YOUR INSTRUCTIONS →
Beginning with the first line, please return the entries exactly through the line that contains "find the green tree", and leave out all later lines.

TASK INPUTS →
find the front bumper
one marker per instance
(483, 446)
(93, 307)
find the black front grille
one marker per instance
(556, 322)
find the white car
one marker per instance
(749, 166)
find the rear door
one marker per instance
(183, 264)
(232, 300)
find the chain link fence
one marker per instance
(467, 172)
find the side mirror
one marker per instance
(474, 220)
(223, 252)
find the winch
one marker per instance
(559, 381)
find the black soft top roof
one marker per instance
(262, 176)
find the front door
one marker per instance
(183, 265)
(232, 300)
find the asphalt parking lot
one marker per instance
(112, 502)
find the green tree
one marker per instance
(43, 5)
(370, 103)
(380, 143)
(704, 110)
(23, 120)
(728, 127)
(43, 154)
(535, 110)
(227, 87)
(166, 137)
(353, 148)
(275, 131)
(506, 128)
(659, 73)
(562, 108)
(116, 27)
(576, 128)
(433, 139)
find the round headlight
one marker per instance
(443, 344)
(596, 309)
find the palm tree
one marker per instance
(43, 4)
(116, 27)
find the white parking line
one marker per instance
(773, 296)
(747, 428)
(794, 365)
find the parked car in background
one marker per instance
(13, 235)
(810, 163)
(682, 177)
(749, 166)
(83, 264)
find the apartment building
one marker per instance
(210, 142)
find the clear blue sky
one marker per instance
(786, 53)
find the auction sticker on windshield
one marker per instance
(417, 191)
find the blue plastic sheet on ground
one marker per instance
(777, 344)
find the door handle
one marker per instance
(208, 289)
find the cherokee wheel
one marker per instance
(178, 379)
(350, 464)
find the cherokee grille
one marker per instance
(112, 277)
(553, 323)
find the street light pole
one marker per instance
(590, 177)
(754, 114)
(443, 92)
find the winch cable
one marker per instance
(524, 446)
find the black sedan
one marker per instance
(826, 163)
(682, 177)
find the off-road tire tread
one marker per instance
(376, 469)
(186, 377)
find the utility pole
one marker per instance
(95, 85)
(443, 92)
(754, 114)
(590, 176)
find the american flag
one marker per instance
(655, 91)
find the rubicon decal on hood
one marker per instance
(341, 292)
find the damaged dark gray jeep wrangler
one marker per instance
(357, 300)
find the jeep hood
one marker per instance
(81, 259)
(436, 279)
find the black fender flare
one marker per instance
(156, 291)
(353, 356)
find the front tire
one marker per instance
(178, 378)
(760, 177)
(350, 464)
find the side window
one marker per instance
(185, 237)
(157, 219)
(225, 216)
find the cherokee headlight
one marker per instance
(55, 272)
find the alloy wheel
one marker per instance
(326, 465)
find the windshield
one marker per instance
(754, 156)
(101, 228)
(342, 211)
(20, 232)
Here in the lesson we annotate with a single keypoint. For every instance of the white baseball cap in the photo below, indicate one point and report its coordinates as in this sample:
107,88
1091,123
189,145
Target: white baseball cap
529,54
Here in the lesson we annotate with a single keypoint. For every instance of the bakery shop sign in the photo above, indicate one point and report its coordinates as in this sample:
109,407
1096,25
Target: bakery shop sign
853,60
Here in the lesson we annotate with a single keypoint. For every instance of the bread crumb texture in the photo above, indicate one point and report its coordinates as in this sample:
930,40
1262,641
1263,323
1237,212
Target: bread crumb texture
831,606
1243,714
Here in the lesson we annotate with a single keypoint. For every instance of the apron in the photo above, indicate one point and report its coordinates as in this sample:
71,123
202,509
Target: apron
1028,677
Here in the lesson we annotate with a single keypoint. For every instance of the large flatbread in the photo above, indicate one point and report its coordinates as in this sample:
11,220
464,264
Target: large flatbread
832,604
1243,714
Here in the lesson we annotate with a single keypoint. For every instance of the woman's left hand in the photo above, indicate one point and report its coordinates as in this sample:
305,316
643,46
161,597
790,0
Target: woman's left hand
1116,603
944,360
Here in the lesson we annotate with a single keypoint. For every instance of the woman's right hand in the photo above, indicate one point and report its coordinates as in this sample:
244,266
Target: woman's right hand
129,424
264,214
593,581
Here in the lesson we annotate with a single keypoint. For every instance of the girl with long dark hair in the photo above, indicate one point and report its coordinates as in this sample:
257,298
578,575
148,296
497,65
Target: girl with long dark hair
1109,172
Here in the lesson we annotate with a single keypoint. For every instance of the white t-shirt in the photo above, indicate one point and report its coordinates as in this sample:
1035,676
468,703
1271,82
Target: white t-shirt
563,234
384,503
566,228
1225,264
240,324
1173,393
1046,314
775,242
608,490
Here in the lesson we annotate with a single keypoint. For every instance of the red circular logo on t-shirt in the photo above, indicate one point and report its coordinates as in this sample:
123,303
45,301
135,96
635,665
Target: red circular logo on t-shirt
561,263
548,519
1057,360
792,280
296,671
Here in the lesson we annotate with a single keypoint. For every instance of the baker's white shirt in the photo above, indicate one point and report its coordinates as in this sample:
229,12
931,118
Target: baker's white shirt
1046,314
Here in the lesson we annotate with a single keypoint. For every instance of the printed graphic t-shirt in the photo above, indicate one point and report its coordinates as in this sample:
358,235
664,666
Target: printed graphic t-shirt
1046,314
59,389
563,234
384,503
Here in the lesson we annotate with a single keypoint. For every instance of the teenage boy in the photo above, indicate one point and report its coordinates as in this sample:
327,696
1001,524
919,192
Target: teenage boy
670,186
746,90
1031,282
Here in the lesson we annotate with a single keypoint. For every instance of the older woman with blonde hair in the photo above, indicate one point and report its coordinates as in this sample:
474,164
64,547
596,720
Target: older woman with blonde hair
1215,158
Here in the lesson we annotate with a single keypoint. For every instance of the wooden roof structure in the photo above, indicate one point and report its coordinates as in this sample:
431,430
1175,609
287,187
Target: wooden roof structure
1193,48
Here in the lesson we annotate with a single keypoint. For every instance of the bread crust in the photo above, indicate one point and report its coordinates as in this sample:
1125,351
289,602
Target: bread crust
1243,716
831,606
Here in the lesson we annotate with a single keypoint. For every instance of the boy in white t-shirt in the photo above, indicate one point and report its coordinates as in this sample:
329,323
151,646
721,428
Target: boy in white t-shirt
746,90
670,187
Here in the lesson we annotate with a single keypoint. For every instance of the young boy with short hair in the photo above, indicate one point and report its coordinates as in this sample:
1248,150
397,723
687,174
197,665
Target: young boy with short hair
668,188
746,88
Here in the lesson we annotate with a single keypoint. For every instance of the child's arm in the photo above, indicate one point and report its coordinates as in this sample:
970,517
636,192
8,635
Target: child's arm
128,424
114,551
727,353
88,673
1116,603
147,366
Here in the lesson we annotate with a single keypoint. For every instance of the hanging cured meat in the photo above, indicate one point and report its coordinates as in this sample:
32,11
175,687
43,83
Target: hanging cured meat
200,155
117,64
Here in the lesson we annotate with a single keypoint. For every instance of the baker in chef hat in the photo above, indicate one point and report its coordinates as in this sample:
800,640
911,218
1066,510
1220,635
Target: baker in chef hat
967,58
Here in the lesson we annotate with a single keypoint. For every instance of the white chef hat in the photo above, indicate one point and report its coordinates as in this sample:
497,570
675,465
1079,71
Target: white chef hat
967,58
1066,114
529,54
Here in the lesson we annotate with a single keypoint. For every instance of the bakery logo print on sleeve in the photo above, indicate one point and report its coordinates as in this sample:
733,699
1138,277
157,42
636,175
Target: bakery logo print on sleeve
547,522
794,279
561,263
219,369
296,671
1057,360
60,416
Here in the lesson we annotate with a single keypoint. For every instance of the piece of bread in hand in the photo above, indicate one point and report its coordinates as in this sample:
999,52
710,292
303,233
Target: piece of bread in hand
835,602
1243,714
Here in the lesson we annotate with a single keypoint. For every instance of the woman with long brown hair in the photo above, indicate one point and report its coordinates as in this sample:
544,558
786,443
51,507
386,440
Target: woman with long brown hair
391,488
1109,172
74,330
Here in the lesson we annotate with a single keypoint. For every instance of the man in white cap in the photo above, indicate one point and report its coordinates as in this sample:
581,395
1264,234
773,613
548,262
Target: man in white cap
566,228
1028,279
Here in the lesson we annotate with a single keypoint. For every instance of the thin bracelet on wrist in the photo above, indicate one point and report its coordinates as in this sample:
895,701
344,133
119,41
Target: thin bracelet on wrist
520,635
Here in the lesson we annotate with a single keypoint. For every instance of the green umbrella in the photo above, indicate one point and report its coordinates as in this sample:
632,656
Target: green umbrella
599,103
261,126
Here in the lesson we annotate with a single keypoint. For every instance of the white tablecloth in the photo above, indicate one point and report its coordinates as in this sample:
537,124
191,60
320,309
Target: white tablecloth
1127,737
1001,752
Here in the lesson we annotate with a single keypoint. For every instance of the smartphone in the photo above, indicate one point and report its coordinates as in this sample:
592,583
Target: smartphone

WRITTEN SOLUTION →
find the front bumper
one marker per instance
(483, 446)
(93, 307)
find the black front grille
one marker per instance
(556, 322)
find the white car
one marker per instance
(749, 166)
find the rear door
one marker per instance
(183, 264)
(232, 300)
find the chain link fence
one marker per instance
(467, 172)
find the side mirror
one marker per instance
(474, 220)
(223, 252)
find the winch
one marker per instance
(559, 381)
find the black soft top roof
one marker per instance
(262, 176)
find the front door
one marker per instance
(183, 265)
(232, 300)
find the asphalt parking lot
one marker per instance
(112, 502)
find the green tree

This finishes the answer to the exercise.